Problem details ::
For the listing below, show each line that includes the string "side".

Records to use ::
=-=-=-=-=

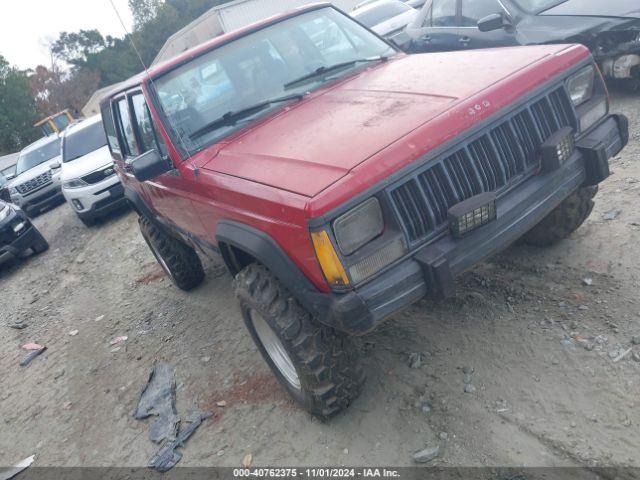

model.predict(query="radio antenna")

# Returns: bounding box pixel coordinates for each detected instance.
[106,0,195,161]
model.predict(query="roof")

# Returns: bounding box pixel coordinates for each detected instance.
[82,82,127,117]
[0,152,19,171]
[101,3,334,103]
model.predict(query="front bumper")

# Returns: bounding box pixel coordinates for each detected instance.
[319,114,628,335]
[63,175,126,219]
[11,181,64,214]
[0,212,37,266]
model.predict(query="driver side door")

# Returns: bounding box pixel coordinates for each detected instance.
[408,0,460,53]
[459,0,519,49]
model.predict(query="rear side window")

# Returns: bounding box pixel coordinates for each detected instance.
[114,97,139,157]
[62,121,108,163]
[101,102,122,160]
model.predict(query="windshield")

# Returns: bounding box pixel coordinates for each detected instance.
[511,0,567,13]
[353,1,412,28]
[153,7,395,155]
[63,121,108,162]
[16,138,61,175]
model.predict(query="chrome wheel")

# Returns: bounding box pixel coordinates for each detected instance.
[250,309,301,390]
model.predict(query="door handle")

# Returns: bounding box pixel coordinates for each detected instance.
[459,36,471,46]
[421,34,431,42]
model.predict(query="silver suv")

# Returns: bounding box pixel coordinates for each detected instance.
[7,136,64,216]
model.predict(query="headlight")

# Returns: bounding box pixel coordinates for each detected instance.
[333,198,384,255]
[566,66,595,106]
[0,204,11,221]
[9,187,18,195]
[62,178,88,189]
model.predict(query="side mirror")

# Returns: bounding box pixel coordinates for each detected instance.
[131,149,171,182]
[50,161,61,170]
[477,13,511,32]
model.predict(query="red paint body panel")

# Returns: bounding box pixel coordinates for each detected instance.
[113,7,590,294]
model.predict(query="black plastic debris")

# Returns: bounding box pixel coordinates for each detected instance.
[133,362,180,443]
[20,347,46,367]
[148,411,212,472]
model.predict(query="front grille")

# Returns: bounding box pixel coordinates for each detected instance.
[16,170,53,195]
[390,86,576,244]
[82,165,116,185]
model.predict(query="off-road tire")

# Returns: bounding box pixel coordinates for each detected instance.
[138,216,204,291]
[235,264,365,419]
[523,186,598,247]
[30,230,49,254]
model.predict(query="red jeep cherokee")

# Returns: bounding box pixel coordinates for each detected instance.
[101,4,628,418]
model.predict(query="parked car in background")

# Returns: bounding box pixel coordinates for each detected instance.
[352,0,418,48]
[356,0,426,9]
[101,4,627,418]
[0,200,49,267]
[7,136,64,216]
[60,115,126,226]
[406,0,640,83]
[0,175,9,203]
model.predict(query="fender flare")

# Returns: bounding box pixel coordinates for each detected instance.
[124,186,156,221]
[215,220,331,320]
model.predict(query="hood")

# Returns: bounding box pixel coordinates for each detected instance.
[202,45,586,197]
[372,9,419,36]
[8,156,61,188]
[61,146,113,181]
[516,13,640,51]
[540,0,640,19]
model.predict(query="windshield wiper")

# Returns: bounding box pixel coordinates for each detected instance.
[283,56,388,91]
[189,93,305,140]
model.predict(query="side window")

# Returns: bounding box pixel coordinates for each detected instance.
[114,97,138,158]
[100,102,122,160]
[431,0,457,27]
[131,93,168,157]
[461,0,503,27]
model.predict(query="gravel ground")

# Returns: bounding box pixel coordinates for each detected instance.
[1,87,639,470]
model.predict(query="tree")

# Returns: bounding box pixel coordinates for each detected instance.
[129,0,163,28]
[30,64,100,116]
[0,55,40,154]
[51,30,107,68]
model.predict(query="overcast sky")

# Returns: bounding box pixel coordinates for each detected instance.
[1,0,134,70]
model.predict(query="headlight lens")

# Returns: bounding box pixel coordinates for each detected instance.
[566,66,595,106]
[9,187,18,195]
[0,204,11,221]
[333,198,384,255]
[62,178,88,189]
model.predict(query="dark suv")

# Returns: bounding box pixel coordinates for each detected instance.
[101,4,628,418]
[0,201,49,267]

=-=-=-=-=

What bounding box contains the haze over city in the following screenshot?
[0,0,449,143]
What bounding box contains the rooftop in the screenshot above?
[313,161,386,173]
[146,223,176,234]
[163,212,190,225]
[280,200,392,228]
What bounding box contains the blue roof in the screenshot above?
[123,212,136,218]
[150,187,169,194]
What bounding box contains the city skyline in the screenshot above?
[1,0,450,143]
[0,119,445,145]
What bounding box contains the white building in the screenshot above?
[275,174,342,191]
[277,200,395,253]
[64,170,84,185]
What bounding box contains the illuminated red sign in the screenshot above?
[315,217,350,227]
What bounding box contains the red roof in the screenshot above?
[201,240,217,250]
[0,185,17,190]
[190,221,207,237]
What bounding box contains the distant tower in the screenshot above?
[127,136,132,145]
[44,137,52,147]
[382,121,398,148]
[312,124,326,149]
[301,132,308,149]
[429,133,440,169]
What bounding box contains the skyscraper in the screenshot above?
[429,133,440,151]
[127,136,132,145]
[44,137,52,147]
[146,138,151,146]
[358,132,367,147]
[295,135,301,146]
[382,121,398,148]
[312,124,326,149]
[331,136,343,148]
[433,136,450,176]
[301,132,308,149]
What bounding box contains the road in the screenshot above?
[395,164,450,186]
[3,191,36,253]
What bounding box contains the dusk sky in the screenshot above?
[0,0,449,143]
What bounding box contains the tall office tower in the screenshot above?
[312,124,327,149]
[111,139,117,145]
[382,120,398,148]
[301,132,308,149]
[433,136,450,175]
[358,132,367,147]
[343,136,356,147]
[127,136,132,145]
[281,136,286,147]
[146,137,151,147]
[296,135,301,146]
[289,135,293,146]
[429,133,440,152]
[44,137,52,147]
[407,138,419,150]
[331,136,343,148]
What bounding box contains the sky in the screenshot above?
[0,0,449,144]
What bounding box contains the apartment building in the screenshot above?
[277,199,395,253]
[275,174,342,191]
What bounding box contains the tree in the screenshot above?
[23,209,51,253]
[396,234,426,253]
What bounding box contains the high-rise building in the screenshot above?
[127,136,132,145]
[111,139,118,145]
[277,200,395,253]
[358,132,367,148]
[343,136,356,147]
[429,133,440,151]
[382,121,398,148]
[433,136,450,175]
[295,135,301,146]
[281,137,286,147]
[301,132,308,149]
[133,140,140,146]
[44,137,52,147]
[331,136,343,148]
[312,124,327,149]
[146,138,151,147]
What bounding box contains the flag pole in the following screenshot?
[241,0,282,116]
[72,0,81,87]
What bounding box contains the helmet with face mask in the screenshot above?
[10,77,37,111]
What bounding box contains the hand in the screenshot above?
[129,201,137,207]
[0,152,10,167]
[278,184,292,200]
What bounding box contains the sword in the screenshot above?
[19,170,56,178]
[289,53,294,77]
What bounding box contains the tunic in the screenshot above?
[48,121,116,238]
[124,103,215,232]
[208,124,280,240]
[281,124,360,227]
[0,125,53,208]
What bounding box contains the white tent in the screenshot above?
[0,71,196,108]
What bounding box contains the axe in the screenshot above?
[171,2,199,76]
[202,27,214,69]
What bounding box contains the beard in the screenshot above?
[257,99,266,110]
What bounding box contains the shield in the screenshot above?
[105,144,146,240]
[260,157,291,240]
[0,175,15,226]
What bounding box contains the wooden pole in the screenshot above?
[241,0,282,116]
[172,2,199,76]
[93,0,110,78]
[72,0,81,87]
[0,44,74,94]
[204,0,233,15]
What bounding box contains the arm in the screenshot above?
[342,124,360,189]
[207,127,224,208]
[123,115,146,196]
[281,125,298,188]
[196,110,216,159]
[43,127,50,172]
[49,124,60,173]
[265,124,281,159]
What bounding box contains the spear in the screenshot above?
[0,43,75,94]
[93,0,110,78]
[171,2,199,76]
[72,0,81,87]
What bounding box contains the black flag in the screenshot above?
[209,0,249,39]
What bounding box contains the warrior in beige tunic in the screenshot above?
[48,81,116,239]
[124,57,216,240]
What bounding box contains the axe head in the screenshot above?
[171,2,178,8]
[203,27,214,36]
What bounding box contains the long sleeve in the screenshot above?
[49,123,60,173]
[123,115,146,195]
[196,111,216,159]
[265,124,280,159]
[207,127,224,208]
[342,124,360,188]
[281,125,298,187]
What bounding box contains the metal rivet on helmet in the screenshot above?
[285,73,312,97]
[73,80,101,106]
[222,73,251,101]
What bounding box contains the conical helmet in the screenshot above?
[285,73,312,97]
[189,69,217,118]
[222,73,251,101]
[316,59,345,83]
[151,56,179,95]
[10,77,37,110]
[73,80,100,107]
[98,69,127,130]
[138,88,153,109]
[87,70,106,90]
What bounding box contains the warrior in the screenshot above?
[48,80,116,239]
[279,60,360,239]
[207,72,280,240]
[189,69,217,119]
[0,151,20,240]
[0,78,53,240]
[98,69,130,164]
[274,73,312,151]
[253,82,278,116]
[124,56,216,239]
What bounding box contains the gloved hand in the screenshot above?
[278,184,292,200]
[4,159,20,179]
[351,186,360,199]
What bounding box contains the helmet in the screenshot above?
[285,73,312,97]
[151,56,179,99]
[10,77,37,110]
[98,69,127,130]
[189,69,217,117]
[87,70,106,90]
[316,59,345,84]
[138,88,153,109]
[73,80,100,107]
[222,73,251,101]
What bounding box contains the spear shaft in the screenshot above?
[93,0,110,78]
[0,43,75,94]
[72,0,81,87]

=-=-=-=-=

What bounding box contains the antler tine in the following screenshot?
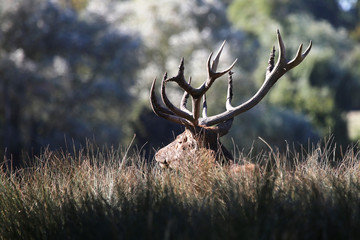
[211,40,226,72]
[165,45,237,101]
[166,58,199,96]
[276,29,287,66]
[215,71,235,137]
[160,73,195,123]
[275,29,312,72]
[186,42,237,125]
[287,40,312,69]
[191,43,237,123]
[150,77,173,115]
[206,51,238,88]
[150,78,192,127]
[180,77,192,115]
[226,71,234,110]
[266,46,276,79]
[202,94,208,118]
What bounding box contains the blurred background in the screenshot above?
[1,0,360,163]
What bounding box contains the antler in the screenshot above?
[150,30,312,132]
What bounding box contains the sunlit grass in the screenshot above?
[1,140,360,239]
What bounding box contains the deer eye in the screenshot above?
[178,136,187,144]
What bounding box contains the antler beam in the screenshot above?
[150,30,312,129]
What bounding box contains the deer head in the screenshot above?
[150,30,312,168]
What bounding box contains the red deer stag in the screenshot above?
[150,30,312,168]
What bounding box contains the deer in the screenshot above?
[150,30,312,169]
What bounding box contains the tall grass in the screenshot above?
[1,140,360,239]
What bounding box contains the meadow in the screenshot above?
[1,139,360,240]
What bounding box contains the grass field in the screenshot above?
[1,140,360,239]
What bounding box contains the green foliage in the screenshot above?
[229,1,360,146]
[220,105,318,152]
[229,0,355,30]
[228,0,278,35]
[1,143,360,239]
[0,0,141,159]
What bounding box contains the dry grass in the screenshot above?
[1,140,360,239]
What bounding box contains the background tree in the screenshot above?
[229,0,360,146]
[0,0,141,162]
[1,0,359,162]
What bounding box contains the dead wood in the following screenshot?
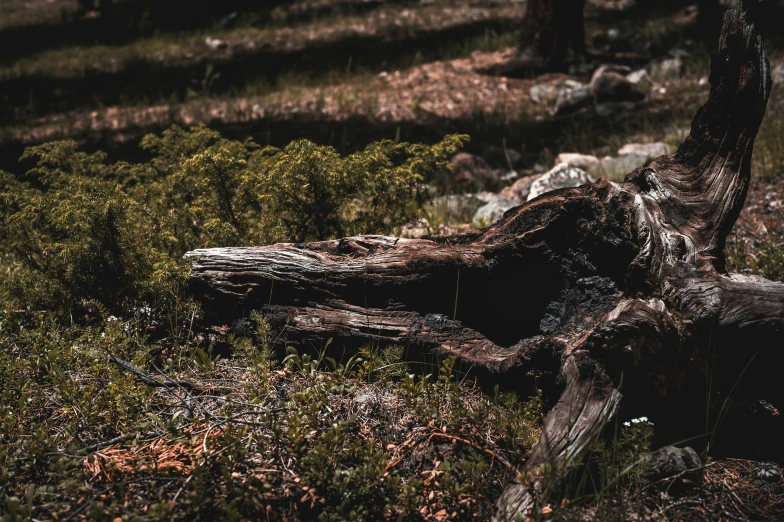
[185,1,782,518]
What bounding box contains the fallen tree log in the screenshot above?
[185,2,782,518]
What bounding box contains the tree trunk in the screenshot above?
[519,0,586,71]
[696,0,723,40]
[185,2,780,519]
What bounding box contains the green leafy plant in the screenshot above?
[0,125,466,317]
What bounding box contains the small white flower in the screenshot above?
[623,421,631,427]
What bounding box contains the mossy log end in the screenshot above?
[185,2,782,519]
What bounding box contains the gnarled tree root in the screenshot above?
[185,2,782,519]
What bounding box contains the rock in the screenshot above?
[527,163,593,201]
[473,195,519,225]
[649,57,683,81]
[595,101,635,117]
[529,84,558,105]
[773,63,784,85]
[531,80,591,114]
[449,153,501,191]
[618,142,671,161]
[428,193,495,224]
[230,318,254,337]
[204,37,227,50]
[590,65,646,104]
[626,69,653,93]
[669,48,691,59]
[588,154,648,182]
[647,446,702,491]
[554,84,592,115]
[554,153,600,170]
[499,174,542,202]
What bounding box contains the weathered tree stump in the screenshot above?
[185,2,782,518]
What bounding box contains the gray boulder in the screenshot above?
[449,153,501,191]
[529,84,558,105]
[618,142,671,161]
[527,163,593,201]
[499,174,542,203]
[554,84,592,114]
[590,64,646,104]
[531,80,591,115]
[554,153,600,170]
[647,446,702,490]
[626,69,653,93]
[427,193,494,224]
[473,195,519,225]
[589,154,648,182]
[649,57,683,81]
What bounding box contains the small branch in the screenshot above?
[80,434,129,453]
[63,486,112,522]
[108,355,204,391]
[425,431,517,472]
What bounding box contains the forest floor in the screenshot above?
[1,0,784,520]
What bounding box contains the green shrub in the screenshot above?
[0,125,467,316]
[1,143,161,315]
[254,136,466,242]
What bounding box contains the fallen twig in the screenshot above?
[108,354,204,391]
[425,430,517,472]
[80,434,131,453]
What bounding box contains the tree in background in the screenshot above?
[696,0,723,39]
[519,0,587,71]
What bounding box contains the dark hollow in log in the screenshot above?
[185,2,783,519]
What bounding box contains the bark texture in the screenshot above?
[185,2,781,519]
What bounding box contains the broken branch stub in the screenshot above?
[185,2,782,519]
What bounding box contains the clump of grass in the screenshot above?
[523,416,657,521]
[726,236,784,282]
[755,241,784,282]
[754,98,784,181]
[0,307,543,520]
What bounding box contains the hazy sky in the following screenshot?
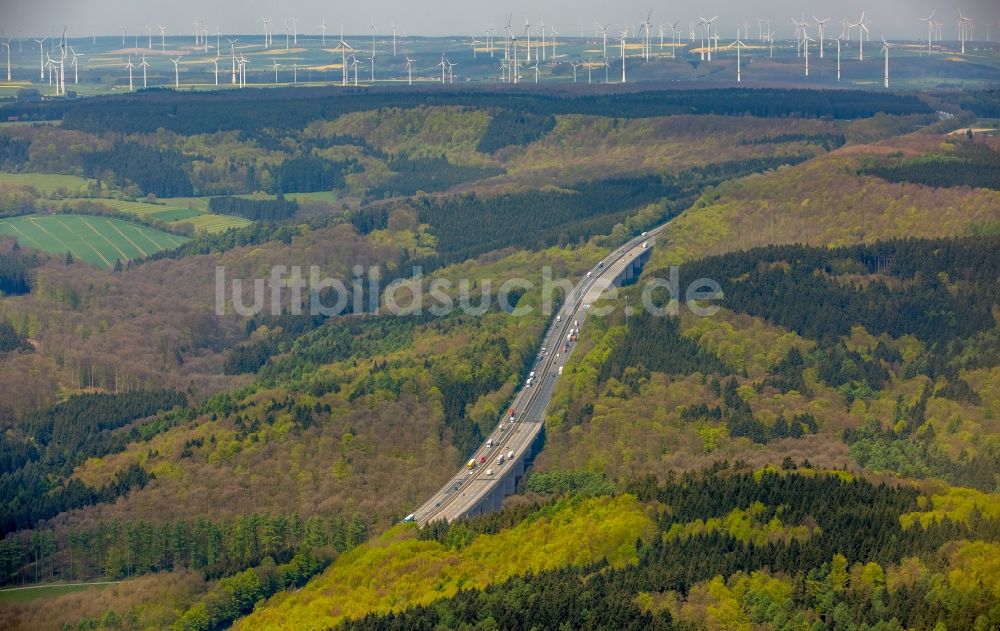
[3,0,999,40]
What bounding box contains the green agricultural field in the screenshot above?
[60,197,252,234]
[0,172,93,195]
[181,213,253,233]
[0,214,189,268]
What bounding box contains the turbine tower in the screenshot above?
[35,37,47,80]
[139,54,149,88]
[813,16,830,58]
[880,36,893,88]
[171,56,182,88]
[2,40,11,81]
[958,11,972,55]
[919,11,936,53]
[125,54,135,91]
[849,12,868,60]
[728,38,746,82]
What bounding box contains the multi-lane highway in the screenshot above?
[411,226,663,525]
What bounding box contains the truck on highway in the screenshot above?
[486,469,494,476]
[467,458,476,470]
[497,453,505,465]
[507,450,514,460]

=-=-=-=-=

Answer ::
model.predict(query="driver side door")
model.predict(query="rear side window")
model.predict(query="side mirror")
model.predict(query="side window")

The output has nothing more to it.